**Instruction**:
Without altering anything, output the material below.

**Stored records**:

((

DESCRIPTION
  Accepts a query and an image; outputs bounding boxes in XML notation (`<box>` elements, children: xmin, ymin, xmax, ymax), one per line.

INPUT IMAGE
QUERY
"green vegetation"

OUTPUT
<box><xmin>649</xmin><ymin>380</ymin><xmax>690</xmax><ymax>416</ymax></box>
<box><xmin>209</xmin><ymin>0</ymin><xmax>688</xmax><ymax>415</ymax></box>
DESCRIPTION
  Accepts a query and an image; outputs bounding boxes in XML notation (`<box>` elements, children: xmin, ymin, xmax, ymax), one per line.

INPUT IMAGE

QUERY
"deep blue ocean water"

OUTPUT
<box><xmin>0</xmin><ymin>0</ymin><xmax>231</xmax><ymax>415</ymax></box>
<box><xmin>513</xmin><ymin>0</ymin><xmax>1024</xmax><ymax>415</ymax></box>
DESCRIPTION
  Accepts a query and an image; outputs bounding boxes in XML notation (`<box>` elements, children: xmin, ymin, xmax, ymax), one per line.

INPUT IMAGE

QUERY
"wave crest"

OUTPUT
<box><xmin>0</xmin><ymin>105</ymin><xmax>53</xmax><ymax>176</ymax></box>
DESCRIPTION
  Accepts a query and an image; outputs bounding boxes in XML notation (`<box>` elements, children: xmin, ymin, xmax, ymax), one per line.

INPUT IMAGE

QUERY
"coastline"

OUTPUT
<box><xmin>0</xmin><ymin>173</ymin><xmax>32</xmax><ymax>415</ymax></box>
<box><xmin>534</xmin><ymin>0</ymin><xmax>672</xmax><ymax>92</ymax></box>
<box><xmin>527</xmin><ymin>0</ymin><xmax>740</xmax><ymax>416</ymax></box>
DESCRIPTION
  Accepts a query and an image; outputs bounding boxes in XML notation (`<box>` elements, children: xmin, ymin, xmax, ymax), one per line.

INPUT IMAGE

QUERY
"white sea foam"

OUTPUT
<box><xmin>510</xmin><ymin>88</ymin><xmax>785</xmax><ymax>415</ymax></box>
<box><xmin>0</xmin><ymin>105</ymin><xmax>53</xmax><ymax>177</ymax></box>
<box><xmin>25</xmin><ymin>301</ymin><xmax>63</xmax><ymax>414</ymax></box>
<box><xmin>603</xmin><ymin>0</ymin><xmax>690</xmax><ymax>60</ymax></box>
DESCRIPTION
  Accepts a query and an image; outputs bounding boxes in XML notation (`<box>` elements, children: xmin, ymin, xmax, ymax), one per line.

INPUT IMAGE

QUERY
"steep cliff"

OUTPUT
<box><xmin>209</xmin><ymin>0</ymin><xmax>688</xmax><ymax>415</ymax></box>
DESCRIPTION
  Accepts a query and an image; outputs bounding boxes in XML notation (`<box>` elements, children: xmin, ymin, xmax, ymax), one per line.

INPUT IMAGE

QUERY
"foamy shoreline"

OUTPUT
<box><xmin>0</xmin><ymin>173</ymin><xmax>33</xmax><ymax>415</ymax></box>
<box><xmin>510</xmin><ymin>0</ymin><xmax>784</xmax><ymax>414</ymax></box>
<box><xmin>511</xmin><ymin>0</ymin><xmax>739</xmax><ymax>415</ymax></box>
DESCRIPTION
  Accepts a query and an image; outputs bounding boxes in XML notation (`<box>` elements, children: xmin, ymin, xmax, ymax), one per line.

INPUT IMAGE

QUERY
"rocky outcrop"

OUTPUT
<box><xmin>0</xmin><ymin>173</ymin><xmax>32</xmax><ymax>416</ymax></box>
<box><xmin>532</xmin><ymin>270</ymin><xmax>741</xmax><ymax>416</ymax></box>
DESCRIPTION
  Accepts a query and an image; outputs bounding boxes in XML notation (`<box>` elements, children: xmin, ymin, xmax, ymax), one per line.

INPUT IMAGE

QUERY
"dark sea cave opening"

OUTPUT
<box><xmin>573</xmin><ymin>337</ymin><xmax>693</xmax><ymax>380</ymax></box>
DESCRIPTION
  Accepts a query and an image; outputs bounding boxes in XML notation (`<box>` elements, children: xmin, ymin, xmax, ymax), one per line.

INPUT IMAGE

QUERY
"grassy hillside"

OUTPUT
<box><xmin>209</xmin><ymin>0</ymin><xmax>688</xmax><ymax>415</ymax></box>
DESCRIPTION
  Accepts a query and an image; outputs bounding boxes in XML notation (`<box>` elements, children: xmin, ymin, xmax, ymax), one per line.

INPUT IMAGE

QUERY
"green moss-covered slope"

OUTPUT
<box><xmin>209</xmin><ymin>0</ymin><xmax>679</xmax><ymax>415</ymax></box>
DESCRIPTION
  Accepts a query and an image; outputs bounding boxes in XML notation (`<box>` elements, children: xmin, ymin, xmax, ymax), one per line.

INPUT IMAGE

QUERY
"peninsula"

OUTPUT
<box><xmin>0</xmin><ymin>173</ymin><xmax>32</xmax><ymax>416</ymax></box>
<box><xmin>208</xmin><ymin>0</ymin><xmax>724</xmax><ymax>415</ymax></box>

))

**Result below**:
DESCRIPTION
  Accepts a query and an image; outputs bounding boxes in XML notation (`<box>` elements, children: xmin, ymin, xmax, ymax), one per line.

INPUT IMAGE
QUERY
"green vegetation"

OUTPUT
<box><xmin>649</xmin><ymin>380</ymin><xmax>690</xmax><ymax>416</ymax></box>
<box><xmin>209</xmin><ymin>0</ymin><xmax>688</xmax><ymax>415</ymax></box>
DESCRIPTION
  Accepts a query and an image; outputs bounding boxes in XML notation (`<box>` elements, children: xmin, ymin, xmax, ymax), one per line.

INPUT IMAGE

QUERY
"deep blue ocean water"

OUTPUT
<box><xmin>0</xmin><ymin>0</ymin><xmax>231</xmax><ymax>415</ymax></box>
<box><xmin>513</xmin><ymin>0</ymin><xmax>1024</xmax><ymax>415</ymax></box>
DESCRIPTION
  Accepts a query and an image; outputs bounding boxes in XML notation (`<box>` elements, children: xmin, ymin, xmax, ymax), one per line.

INPUT IMAGE

QUERY
"wave crest"

OUTPUT
<box><xmin>0</xmin><ymin>105</ymin><xmax>53</xmax><ymax>176</ymax></box>
DESCRIPTION
  Accepts a query and an image; outputs bounding boxes in XML notation (`<box>` elements, children: xmin, ymin, xmax, ymax), one per line.

INPUT IMAGE

QUERY
"coastline"

OUTPUT
<box><xmin>0</xmin><ymin>173</ymin><xmax>32</xmax><ymax>415</ymax></box>
<box><xmin>534</xmin><ymin>0</ymin><xmax>672</xmax><ymax>92</ymax></box>
<box><xmin>527</xmin><ymin>0</ymin><xmax>740</xmax><ymax>416</ymax></box>
DESCRIPTION
  Accepts a query and an image; outputs bounding boxes in XML notation (`<box>` elements, children: xmin, ymin, xmax, ymax), one per line.

INPUT IMAGE

QUERY
"white sea foam"

OUTPUT
<box><xmin>510</xmin><ymin>88</ymin><xmax>785</xmax><ymax>415</ymax></box>
<box><xmin>0</xmin><ymin>105</ymin><xmax>53</xmax><ymax>177</ymax></box>
<box><xmin>25</xmin><ymin>301</ymin><xmax>63</xmax><ymax>414</ymax></box>
<box><xmin>603</xmin><ymin>0</ymin><xmax>690</xmax><ymax>60</ymax></box>
DESCRIPTION
  Accepts a query and an image; outputs bounding boxes in XML notation (`<box>` elements, children: xmin, ymin, xmax, ymax), one per line.

INPUT IMAGE

QUERY
"steep cliff"

OUTPUT
<box><xmin>209</xmin><ymin>0</ymin><xmax>688</xmax><ymax>415</ymax></box>
DESCRIPTION
  Accepts a query and an image; outputs bounding boxes in XML notation (`<box>` elements, children: xmin, ymin, xmax, ymax), one per line.

INPUT IMAGE

QUERY
"foamy shoreline"

OUTPUT
<box><xmin>0</xmin><ymin>173</ymin><xmax>33</xmax><ymax>415</ymax></box>
<box><xmin>510</xmin><ymin>0</ymin><xmax>784</xmax><ymax>414</ymax></box>
<box><xmin>511</xmin><ymin>0</ymin><xmax>739</xmax><ymax>415</ymax></box>
DESCRIPTION
  Accepts a query and an image; outputs bounding boxes in XML notation (`<box>` elements, children: xmin, ymin, xmax, ymax), one per line.

INPUT IMAGE

QUERY
"rocky outcrop"

OUTPUT
<box><xmin>0</xmin><ymin>173</ymin><xmax>32</xmax><ymax>416</ymax></box>
<box><xmin>532</xmin><ymin>270</ymin><xmax>741</xmax><ymax>416</ymax></box>
DESCRIPTION
  Accepts a query and an image; outputs bounding boxes in XML notation (`<box>` elements, children: xmin, ymin, xmax, ymax), one per line.

INPUT IMAGE

QUERY
"dark sea cave opening"

OUTPUT
<box><xmin>573</xmin><ymin>337</ymin><xmax>693</xmax><ymax>380</ymax></box>
DESCRIPTION
  Accepts a query and an image; outputs bounding boxes in XML notation (`<box>` elements, children: xmin, ymin, xmax, ymax), one per line.

INPUT IMAGE

QUERY
"grassy hillside"

OUTPUT
<box><xmin>209</xmin><ymin>0</ymin><xmax>688</xmax><ymax>415</ymax></box>
DESCRIPTION
  Accepts a query and an image; outputs bounding boxes in XML notation (`<box>` elements, children: xmin, ymin, xmax, ymax), one per line.

INPUT IMAGE

QUERY
"green moss-covered slope"

OUTPUT
<box><xmin>209</xmin><ymin>0</ymin><xmax>679</xmax><ymax>415</ymax></box>
DESCRIPTION
  Accepts a query and an image; outputs bounding boxes in XML notation (`<box>` elements, children: xmin, ymin, xmax, ymax), one per line.

INPUT IMAGE

QUERY
"peninsula"

OUTPUT
<box><xmin>0</xmin><ymin>173</ymin><xmax>32</xmax><ymax>416</ymax></box>
<box><xmin>208</xmin><ymin>0</ymin><xmax>724</xmax><ymax>415</ymax></box>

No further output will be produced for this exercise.